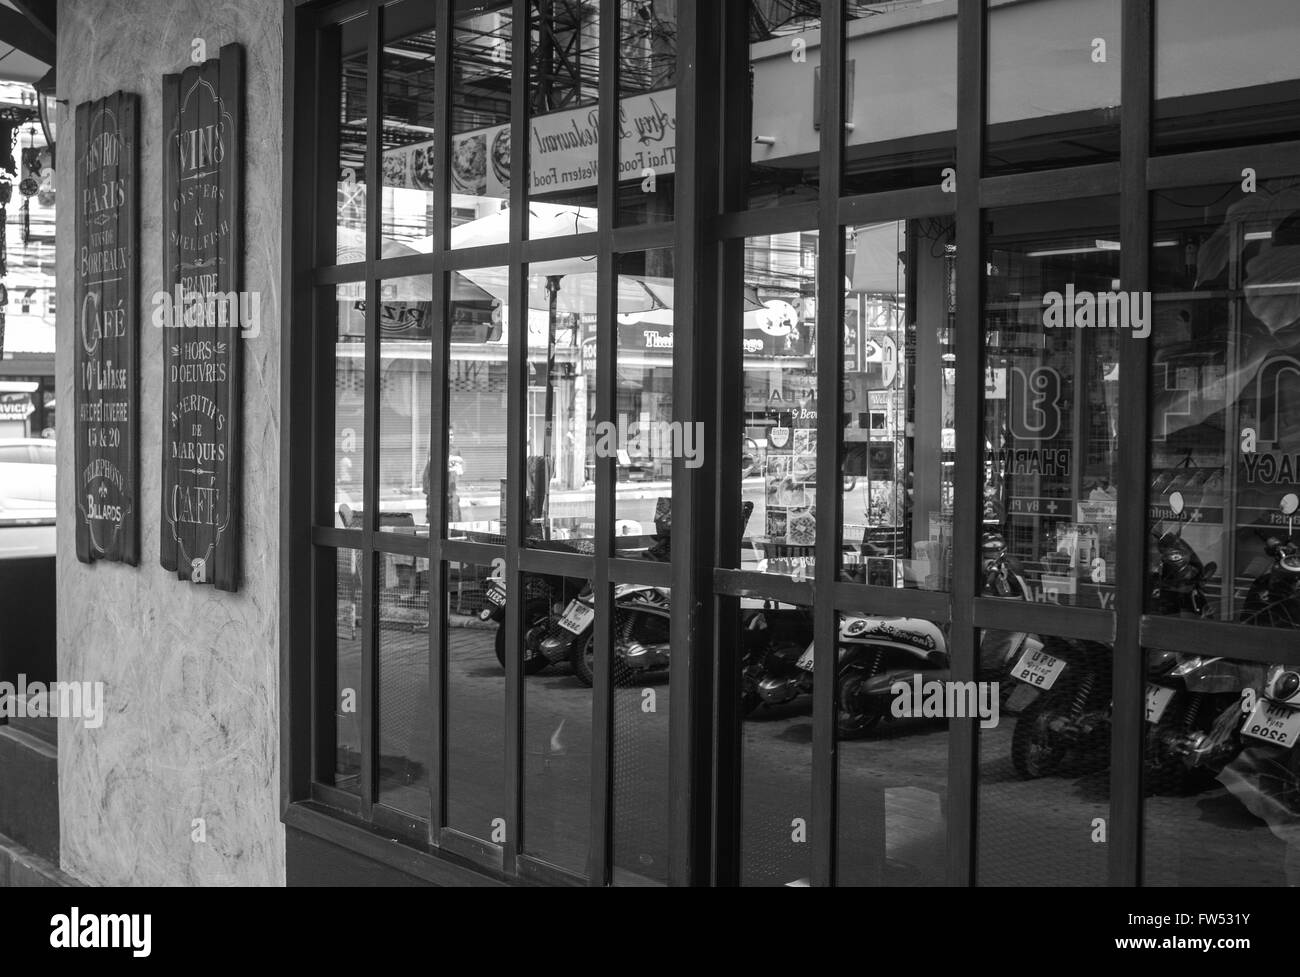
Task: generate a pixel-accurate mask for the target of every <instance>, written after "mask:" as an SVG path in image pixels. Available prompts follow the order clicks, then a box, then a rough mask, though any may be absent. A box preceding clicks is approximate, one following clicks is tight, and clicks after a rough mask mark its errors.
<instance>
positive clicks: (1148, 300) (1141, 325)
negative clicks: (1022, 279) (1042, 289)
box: [1043, 285, 1151, 339]
mask: <svg viewBox="0 0 1300 977" xmlns="http://www.w3.org/2000/svg"><path fill="white" fill-rule="evenodd" d="M1043 325H1044V326H1045V327H1047V329H1128V330H1131V331H1132V338H1134V339H1145V338H1147V336H1149V335H1151V292H1122V291H1117V292H1115V291H1113V292H1089V291H1078V292H1076V291H1075V290H1074V285H1067V286H1066V287H1065V294H1061V292H1056V291H1052V292H1047V294H1044V296H1043Z"/></svg>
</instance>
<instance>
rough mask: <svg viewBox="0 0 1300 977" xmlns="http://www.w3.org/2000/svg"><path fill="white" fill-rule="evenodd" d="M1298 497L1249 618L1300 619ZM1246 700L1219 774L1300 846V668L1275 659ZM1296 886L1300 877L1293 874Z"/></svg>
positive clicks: (1291, 839) (1270, 546) (1281, 622)
mask: <svg viewBox="0 0 1300 977" xmlns="http://www.w3.org/2000/svg"><path fill="white" fill-rule="evenodd" d="M1297 509H1300V499H1297V496H1296V495H1295V494H1288V495H1286V496H1284V498H1283V499H1282V514H1283V516H1286V518H1287V535H1286V537H1284V538H1283V537H1279V535H1270V537H1268V539H1266V540H1265V552H1266V553H1268V555H1269V556H1271V557H1273V565H1271V566H1269V569H1268V570H1265V572H1264V573H1262V574H1260V577H1258V578H1257V579H1256V581H1255V583H1253V585H1252V586H1251V590H1249V592H1248V594H1247V602H1245V612H1244V620H1245V621H1249V622H1253V624H1260V625H1265V626H1271V628H1287V629H1295V628H1296V626H1297V625H1300V539H1297V538H1296V535H1295V531H1294V529H1295V526H1294V521H1295V514H1296V511H1297ZM1253 692H1255V694H1253V695H1252V694H1247V695H1245V698H1244V699H1243V712H1245V720H1244V722H1243V724H1242V729H1240V734H1242V743H1243V748H1242V751H1240V752H1239V754H1238V755H1236V757H1234V760H1232V761H1231V763H1230V764H1227V765H1226V767H1225V768H1223V770H1222V772H1221V773H1219V777H1218V778H1219V782H1222V783H1223V786H1225V787H1227V789H1229V791H1231V793H1232V795H1234V796H1236V799H1238V800H1240V802H1242V804H1243V806H1244V807H1245V808H1247V809H1248V811H1249V812H1251V813H1253V815H1256V816H1257V817H1260V818H1262V820H1264V821H1265V822H1266V824H1268V825H1269V828H1270V829H1271V830H1273V831H1274V834H1277V835H1278V837H1279V838H1283V841H1286V842H1287V843H1288V844H1290V846H1292V847H1294V848H1300V750H1297V748H1296V741H1297V739H1300V666H1297V665H1294V664H1287V665H1282V664H1279V665H1273V666H1271V668H1269V670H1268V676H1266V677H1265V679H1264V681H1262V683H1258V685H1257V686H1255V687H1253ZM1290 881H1291V883H1292V885H1295V883H1300V878H1292V880H1290Z"/></svg>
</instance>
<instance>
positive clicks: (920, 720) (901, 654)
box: [835, 615, 997, 885]
mask: <svg viewBox="0 0 1300 977" xmlns="http://www.w3.org/2000/svg"><path fill="white" fill-rule="evenodd" d="M948 653H949V652H948V633H946V629H944V628H940V626H939V625H936V624H933V622H931V621H926V620H923V618H915V617H883V616H879V615H841V616H840V630H839V638H837V642H836V659H837V668H836V687H835V704H836V734H837V739H839V741H840V744H839V750H837V755H839V767H837V774H836V776H837V785H839V789H837V795H836V799H837V804H839V844H837V847H836V855H837V872H836V881H837V883H839V885H936V883H941V882H944V881H945V880H946V877H948V865H946V861H945V852H946V848H948V722H946V720H948V718H952V717H953V716H954V715H956V716H991V715H993V708H996V705H997V702H996V699H997V692H996V691H993V692H992V695H989V694H988V692H984V694H983V698H980V696H982V692H980V690H975V691H974V694H971V692H970V691H969V690H967V689H962V690H961V691H959V692H958V694H956V695H949V694H948V692H946V689H948V686H946V685H944V683H946V682H948V681H949V677H950V672H949V657H948ZM935 689H943V690H944V695H943V696H941V698H943V702H944V703H945V705H944V707H943V708H935V691H933V690H935ZM949 702H952V703H953V704H954V707H956V708H953V709H952V711H950V712H949V709H948V705H946V703H949Z"/></svg>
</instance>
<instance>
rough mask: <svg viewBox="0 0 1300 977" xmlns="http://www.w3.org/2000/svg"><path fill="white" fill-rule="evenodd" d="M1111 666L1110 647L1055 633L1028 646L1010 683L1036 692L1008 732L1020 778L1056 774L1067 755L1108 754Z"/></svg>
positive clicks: (1014, 671) (1088, 641)
mask: <svg viewBox="0 0 1300 977" xmlns="http://www.w3.org/2000/svg"><path fill="white" fill-rule="evenodd" d="M1110 668H1112V663H1110V648H1108V647H1106V646H1105V644H1100V643H1097V642H1091V641H1083V639H1079V638H1060V637H1054V635H1053V637H1049V638H1045V639H1044V641H1043V642H1034V643H1032V644H1027V647H1026V650H1024V652H1023V653H1022V655H1021V657H1019V660H1018V661H1017V663H1015V665H1014V666H1013V668H1011V678H1013V679H1017V681H1019V682H1023V683H1024V685H1027V686H1031V687H1032V689H1035V690H1037V692H1039V695H1037V696H1036V698H1035V699H1034V702H1032V703H1030V704H1028V705H1026V707H1024V708H1023V711H1022V712H1021V716H1019V718H1018V720H1017V724H1015V731H1014V733H1013V734H1011V764H1013V767H1014V768H1015V772H1017V773H1018V774H1019V776H1021V777H1022V778H1024V780H1035V778H1037V777H1047V776H1050V774H1052V773H1056V770H1057V769H1058V768H1060V767H1061V764H1062V763H1063V761H1065V757H1066V754H1069V752H1075V754H1078V752H1083V754H1092V755H1095V756H1109V752H1110V678H1112V672H1110ZM1013 698H1014V696H1013Z"/></svg>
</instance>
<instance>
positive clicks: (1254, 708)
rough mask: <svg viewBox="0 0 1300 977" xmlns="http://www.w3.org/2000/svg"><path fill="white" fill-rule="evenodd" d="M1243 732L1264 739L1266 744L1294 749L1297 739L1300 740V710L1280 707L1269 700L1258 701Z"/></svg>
mask: <svg viewBox="0 0 1300 977" xmlns="http://www.w3.org/2000/svg"><path fill="white" fill-rule="evenodd" d="M1242 731H1243V733H1244V734H1245V735H1248V737H1255V738H1256V739H1262V741H1264V742H1265V743H1275V744H1277V746H1284V747H1287V748H1290V747H1294V746H1295V744H1296V739H1297V738H1300V709H1291V708H1287V707H1286V705H1278V703H1275V702H1270V700H1269V699H1258V700H1257V702H1256V703H1255V708H1253V709H1252V711H1251V715H1249V716H1248V717H1247V720H1245V725H1244V726H1242Z"/></svg>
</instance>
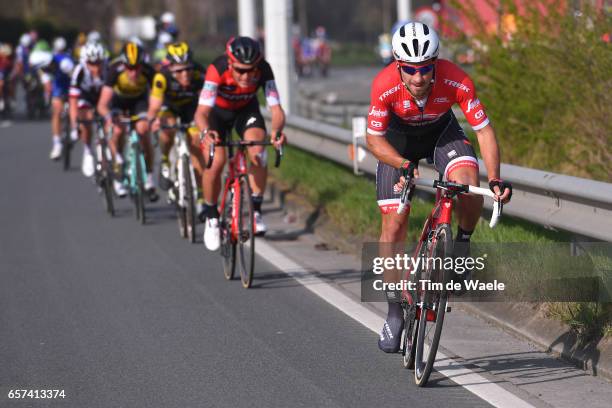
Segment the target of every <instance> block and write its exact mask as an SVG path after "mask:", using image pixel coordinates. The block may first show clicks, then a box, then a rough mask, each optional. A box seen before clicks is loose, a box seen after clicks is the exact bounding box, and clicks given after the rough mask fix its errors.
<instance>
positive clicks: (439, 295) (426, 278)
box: [414, 224, 453, 387]
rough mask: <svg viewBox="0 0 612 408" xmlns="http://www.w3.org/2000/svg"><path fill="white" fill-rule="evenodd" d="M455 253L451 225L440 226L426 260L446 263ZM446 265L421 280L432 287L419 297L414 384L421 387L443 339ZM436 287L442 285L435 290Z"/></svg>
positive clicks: (427, 253)
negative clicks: (425, 280)
mask: <svg viewBox="0 0 612 408" xmlns="http://www.w3.org/2000/svg"><path fill="white" fill-rule="evenodd" d="M452 251H453V238H452V233H451V228H450V226H449V225H448V224H441V225H439V226H438V227H437V228H436V230H435V233H434V235H433V237H432V238H431V240H430V241H428V242H427V256H428V257H430V258H438V257H439V258H441V259H443V260H444V259H446V257H450V256H451V255H452ZM444 264H445V262H442V264H441V265H440V264H439V263H437V262H432V263H431V264H430V265H429V268H427V269H425V270H423V271H422V274H421V277H420V279H423V280H429V281H430V282H431V284H430V285H429V287H428V288H426V290H423V291H422V292H421V294H420V296H419V303H420V309H419V322H418V330H417V334H416V349H415V364H414V380H415V383H416V384H417V385H418V386H419V387H422V386H424V385H425V384H427V381H428V380H429V376H430V374H431V371H432V369H433V365H434V362H435V360H436V353H437V352H438V345H439V344H440V337H441V335H442V325H443V324H444V315H445V313H446V303H447V301H448V291H447V290H446V287H445V284H446V282H447V276H448V271H447V270H446V269H445V268H444ZM434 285H441V288H440V287H435V286H434Z"/></svg>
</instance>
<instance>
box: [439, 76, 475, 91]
mask: <svg viewBox="0 0 612 408" xmlns="http://www.w3.org/2000/svg"><path fill="white" fill-rule="evenodd" d="M444 83H445V84H446V85H450V86H454V87H455V88H459V89H461V90H462V91H465V92H470V88H468V87H467V86H465V85H463V84H462V83H461V82H457V81H453V80H452V79H446V78H445V79H444Z"/></svg>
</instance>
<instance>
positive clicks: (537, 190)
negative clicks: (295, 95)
mask: <svg viewBox="0 0 612 408" xmlns="http://www.w3.org/2000/svg"><path fill="white" fill-rule="evenodd" d="M264 115H266V117H267V118H269V115H268V113H267V112H265V113H264ZM286 129H287V134H288V139H289V143H290V144H291V145H293V146H297V147H299V148H301V149H304V150H306V151H309V152H311V153H314V154H316V155H318V156H321V157H324V158H327V159H329V160H331V161H334V162H336V163H340V164H343V165H345V166H347V167H349V168H353V166H354V163H353V160H352V159H351V158H350V157H349V150H350V149H352V145H353V134H352V132H351V131H349V130H347V129H343V128H340V127H336V126H333V125H329V124H325V123H320V122H316V121H313V120H309V119H304V118H302V117H299V116H293V115H288V117H287V124H286ZM359 145H361V146H362V147H361V148H362V149H364V150H365V156H364V154H363V153H364V152H363V151H362V154H361V156H364V157H363V158H362V160H360V162H359V169H360V170H362V171H363V172H365V173H368V174H370V175H375V174H376V162H377V161H376V159H375V158H374V157H373V156H372V155H371V154H370V153H369V152H367V149H365V146H364V144H363V141H360V142H359ZM355 154H357V152H355ZM479 162H480V178H481V184H482V186H483V187H486V186H487V185H488V183H487V178H486V170H485V166H484V163H483V162H482V160H479ZM419 168H420V169H421V174H422V176H423V177H428V178H436V177H437V172H436V171H435V169H434V168H433V166H430V165H427V164H426V163H422V164H421V165H420V166H419ZM501 174H502V176H503V178H504V179H506V180H508V181H510V182H511V183H512V185H513V188H514V192H513V196H512V201H511V203H510V204H509V205H507V206H506V207H504V213H506V214H509V215H511V216H514V217H517V218H521V219H524V220H527V221H530V222H533V223H536V224H540V225H542V226H544V227H547V228H553V229H560V230H565V231H569V232H571V233H574V234H578V235H582V236H585V237H591V238H595V239H599V240H603V241H608V242H612V184H610V183H603V182H599V181H593V180H588V179H583V178H578V177H572V176H565V175H562V174H556V173H550V172H545V171H540V170H534V169H529V168H524V167H519V166H514V165H511V164H502V165H501ZM487 205H488V204H485V206H487Z"/></svg>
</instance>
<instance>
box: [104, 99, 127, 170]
mask: <svg viewBox="0 0 612 408" xmlns="http://www.w3.org/2000/svg"><path fill="white" fill-rule="evenodd" d="M126 109H127V107H126V103H125V101H124V100H123V99H122V98H120V97H118V96H117V95H113V97H112V98H111V101H110V110H111V112H112V114H113V115H114V116H118V115H120V114H122V113H123V111H124V110H126ZM106 131H107V132H108V129H107V130H106ZM124 133H125V127H124V126H122V125H119V124H115V125H114V126H113V134H112V135H111V138H110V140H109V141H108V147H109V148H110V150H111V154H112V155H113V159H114V161H115V165H116V166H115V173H117V174H118V170H119V169H118V167H121V165H122V164H123V153H122V152H123V143H124V139H125V138H124V137H123V135H124Z"/></svg>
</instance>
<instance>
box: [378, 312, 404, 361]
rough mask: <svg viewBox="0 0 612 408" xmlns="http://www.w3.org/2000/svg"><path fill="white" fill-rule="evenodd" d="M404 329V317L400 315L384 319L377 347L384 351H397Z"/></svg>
mask: <svg viewBox="0 0 612 408" xmlns="http://www.w3.org/2000/svg"><path fill="white" fill-rule="evenodd" d="M402 330H404V319H402V318H401V317H397V318H392V319H387V320H385V324H383V328H382V330H381V332H380V338H379V339H378V348H379V349H381V350H382V351H384V352H385V353H397V352H398V351H399V350H400V343H401V340H402Z"/></svg>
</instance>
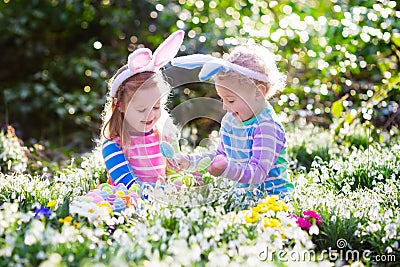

===

In the listing above, the lines from the one containing "negative clicks: (1022, 279) (1042, 289)" through the one containing "497L1249 618L1300 619ZM1246" must be set down exactly, with no other lines.

### Response to this task
negative clicks: (1022, 279) (1042, 289)
box: [1043, 285, 1151, 339]
mask: <svg viewBox="0 0 1300 977" xmlns="http://www.w3.org/2000/svg"><path fill="white" fill-rule="evenodd" d="M1043 325H1044V326H1045V327H1047V329H1128V330H1131V331H1132V338H1134V339H1145V338H1147V336H1149V335H1151V292H1122V291H1117V292H1115V291H1113V292H1089V291H1078V292H1076V291H1075V290H1074V285H1067V286H1066V287H1065V294H1061V292H1056V291H1052V292H1047V294H1044V296H1043Z"/></svg>
</instance>
<instance>
rough mask: <svg viewBox="0 0 1300 977" xmlns="http://www.w3.org/2000/svg"><path fill="white" fill-rule="evenodd" d="M1298 497L1249 618L1300 619ZM1246 700L1219 774L1300 846V668L1275 659ZM1296 886L1300 877L1293 874Z"/></svg>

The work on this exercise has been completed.